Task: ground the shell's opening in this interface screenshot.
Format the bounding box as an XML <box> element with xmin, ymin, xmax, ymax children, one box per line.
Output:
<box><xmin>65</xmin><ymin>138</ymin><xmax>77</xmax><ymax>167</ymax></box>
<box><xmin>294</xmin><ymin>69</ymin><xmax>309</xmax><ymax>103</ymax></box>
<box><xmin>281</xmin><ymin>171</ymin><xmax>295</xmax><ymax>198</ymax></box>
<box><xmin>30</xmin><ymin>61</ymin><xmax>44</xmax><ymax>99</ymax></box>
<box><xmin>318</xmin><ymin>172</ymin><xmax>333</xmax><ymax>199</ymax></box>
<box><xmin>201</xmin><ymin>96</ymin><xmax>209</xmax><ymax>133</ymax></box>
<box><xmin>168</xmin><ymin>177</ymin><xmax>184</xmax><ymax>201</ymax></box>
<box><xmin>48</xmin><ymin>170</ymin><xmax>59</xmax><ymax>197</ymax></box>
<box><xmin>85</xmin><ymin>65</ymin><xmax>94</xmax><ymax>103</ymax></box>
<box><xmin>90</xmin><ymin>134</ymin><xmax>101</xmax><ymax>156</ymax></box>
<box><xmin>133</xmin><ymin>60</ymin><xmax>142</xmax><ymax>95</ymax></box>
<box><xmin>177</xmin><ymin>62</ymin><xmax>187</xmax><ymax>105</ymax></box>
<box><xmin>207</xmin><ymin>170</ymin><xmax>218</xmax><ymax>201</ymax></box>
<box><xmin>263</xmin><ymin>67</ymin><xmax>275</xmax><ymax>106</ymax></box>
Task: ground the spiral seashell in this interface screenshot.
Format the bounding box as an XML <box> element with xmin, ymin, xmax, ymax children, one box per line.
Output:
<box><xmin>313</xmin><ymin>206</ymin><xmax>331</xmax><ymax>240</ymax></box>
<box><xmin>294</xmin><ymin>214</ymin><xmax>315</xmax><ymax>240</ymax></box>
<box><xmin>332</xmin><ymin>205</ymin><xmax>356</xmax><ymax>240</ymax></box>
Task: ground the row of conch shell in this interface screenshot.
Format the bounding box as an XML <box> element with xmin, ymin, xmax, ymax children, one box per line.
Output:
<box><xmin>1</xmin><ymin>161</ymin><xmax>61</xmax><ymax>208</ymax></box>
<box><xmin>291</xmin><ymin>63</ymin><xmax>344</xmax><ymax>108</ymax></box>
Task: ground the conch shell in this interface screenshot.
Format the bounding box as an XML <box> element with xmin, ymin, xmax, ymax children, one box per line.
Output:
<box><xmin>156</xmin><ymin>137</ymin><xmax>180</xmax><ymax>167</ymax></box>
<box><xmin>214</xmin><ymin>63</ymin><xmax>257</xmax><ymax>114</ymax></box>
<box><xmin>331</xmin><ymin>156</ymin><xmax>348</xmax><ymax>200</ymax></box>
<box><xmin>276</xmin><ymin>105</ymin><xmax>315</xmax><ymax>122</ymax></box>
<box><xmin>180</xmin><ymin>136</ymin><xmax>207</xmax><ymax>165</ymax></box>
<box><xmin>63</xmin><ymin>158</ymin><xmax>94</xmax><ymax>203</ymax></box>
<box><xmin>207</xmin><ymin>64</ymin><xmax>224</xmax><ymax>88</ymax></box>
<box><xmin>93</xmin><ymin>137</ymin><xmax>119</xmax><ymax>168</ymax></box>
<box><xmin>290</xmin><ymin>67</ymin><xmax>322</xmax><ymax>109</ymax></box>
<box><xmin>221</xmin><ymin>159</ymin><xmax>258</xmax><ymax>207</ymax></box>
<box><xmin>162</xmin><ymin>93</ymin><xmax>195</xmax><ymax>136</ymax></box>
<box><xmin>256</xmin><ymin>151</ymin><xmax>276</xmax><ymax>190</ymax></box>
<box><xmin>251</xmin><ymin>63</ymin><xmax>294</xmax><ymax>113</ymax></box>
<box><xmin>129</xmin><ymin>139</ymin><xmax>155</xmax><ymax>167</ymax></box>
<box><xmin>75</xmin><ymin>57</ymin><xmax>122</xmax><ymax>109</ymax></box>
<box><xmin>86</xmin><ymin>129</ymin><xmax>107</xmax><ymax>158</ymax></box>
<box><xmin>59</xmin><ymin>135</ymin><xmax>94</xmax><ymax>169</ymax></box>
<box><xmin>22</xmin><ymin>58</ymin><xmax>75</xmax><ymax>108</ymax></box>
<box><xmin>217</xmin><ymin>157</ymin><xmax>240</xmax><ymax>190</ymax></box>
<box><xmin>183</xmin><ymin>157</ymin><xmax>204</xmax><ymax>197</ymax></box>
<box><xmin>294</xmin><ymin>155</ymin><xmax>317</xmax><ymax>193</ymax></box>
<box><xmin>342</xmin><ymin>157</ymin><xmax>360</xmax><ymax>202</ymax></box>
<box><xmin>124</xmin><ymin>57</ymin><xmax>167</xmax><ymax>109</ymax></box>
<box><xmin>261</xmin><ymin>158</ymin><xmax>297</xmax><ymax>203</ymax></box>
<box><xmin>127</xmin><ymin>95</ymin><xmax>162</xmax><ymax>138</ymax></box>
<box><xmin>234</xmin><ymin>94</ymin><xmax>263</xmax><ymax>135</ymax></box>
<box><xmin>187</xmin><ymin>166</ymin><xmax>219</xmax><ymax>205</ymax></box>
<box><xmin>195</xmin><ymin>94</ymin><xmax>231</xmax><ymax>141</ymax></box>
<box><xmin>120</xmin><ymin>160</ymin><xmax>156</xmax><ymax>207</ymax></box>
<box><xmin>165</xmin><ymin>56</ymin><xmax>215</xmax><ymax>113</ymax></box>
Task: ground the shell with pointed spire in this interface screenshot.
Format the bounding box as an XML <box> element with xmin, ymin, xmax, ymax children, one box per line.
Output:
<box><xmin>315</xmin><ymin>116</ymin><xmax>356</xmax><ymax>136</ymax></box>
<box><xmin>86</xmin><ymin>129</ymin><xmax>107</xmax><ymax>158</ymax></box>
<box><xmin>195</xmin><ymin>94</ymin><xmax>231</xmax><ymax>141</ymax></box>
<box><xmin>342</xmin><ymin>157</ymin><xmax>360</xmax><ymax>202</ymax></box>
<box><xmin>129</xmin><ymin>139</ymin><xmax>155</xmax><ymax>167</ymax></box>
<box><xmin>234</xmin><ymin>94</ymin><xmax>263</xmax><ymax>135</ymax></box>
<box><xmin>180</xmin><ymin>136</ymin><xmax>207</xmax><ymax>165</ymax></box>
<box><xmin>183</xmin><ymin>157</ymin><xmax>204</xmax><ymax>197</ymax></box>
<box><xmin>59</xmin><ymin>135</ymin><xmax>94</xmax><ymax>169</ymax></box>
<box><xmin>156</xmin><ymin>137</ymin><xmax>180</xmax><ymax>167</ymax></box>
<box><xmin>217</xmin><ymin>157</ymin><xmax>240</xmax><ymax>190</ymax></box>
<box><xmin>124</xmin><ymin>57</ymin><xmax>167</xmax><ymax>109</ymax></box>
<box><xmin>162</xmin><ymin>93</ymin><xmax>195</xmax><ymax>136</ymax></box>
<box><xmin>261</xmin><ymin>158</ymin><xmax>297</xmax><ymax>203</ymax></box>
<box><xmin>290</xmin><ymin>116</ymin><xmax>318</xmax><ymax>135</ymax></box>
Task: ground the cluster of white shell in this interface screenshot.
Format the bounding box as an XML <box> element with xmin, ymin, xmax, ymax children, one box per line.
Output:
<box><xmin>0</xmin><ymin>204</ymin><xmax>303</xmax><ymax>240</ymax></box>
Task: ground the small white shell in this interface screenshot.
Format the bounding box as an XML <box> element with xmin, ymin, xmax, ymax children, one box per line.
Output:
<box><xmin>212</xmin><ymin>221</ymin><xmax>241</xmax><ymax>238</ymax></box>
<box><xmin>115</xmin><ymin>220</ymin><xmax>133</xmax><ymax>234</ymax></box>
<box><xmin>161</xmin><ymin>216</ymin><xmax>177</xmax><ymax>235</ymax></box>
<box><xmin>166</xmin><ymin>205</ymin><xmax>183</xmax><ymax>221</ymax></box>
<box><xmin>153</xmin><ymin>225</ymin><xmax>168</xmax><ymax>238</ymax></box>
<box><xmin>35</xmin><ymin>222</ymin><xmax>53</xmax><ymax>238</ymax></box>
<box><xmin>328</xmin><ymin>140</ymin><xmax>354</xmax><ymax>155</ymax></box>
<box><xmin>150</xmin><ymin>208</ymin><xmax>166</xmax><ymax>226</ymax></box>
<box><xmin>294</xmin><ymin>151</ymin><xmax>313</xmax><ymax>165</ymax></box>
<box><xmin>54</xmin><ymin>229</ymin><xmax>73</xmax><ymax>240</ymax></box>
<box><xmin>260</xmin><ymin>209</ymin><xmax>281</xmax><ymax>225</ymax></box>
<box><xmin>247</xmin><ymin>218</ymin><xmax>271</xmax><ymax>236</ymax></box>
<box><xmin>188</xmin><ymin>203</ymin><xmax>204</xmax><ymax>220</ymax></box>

· · · · ·

Look through the entries for lines containing the word "white" and return each one.

→ **ANSWER TO THE PROBLEM**:
Task: ground the cluster of white shell in this interface screenshot.
Task: ground the small white shell in this interface screenshot.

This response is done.